**Exercise description:**
Print out each entry below exactly, please.

Extracted records

[start]

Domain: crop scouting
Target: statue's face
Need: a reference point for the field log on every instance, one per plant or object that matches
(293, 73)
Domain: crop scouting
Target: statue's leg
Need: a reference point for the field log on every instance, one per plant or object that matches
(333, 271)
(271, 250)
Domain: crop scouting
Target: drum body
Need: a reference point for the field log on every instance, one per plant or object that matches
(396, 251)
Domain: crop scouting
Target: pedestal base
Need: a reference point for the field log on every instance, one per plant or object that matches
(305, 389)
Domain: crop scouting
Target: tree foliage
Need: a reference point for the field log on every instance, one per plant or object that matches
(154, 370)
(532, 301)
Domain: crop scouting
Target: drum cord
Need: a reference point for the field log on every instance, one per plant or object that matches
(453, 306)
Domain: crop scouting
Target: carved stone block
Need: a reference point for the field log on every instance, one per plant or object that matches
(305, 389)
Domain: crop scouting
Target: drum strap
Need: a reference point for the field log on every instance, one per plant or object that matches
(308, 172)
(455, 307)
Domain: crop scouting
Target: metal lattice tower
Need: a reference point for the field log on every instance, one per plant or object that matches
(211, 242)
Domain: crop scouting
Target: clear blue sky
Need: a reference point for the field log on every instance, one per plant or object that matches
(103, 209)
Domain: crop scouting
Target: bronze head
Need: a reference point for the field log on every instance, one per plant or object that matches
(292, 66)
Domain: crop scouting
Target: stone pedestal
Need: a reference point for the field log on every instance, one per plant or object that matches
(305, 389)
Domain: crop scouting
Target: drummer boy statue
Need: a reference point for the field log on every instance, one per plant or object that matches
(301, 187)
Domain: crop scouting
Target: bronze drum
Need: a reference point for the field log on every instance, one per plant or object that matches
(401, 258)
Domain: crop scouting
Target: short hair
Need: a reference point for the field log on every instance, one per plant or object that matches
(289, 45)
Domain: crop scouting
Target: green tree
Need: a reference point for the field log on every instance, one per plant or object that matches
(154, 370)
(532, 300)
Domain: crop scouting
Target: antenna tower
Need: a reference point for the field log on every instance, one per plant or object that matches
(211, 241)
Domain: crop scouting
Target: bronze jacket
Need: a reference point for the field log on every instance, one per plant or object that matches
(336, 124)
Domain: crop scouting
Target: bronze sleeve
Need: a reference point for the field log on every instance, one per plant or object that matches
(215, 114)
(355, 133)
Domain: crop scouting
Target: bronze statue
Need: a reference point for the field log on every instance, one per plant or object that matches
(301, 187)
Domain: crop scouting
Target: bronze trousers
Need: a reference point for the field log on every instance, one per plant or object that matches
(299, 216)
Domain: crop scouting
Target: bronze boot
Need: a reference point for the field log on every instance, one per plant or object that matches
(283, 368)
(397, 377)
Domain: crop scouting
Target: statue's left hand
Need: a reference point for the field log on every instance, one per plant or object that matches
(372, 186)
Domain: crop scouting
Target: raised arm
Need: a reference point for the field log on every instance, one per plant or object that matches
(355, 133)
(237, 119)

[end]

**Result for this exercise:**
Domain: crop scouting
Target: statue's face
Need: a reference point for the field log on every instance, one per plant or object that matches
(293, 73)
Domain: crop scouting
Target: statue's leg
Need: a reference point for the field log on every instance, one per plant or object that matches
(333, 271)
(271, 250)
Domain: crop scouting
Target: drum body
Need: a reference point for the field log on every instance, one per plant or object that matches
(396, 251)
Domain: crop scouting
Target: pedestal base
Need: a reference point for the field log on every instance, one per plant or object that matches
(305, 389)
Domain: crop scouting
Target: tree foliage
Need: a reference point for the field log on every instance, one per plant or object that matches
(154, 370)
(532, 301)
Domain: crop scouting
Target: drum cord
Need: a reference point for the field log on every instance, one per plant or object that matches
(453, 306)
Domain: crop scouting
Target: carved stone block
Need: a reference point for the field log on every instance, one per plant or object that matches
(305, 389)
Domain: crop scouting
Target: drum strap
Need: a reference point for the field log on every instance, one per plant or object that matches
(308, 172)
(455, 307)
Domain: crop scouting
Target: metal lattice tower
Need: a reference point for the field log on every instance, one per plant or object that matches
(211, 242)
Domain: crop scouting
Target: clear blue sky
Need: a reference point for the field log on every instance, one per plant or object that matches
(103, 209)
Domain: crop scouting
Target: bronze head
Need: a reference point for the field log on every instance, one per plant or object that matches
(292, 66)
Domain: crop scouting
Target: stone pedestal
Need: a reference point for the field log on every instance, one per plant or object that matches
(305, 389)
Domain: crop scouting
Target: drummer boy statue
Need: a reference point for the field log on every instance, one per plant or object that matches
(301, 187)
Domain: crop scouting
Target: bronze drum
Need: a reference point for the field log on every instance, one per plant or object that matches
(401, 258)
Domain: crop scouting
Target: short hair
Need: a reference point for the field log on every instance, one per plant or object that matches
(289, 45)
Domain: crop scouting
Target: green tree
Need: a reference point for the field log on every instance, one per plant or object that matches
(154, 370)
(532, 300)
Domain: crop scouting
Target: antenna tower
Need: a reference point for the field log on every instance, one per plant or object that matches
(211, 241)
Domain: crop scouting
Target: bronze jacket
Need: a reference point for the field log on every instance, one per plant or object that matches
(336, 124)
Domain: crop scouting
Target: bronze sleeve
Need: a reference point for the field log on every instance, one per plant or object that matches
(215, 114)
(355, 133)
Domain: crop scouting
Target: bronze statue
Need: a reference point for the field log on every instance, one per plant or object that matches
(301, 187)
Domain: crop scouting
Target: bronze trousers
Need: a reference point for the field log on every instance, one per plant or object that matches
(299, 216)
Domain: crop scouting
Target: bronze boot
Need: a reference point for the field log on every instance, one per plant or object that matches
(283, 368)
(397, 377)
Domain: crop scouting
Target: statue's left hand
Need: a reference point for the field log on every instance, one per plant or object that matches
(372, 186)
Domain: crop scouting
Target: raised arm
Need: a reference point for the field log on every instance, one per plant or object that matches
(355, 133)
(237, 119)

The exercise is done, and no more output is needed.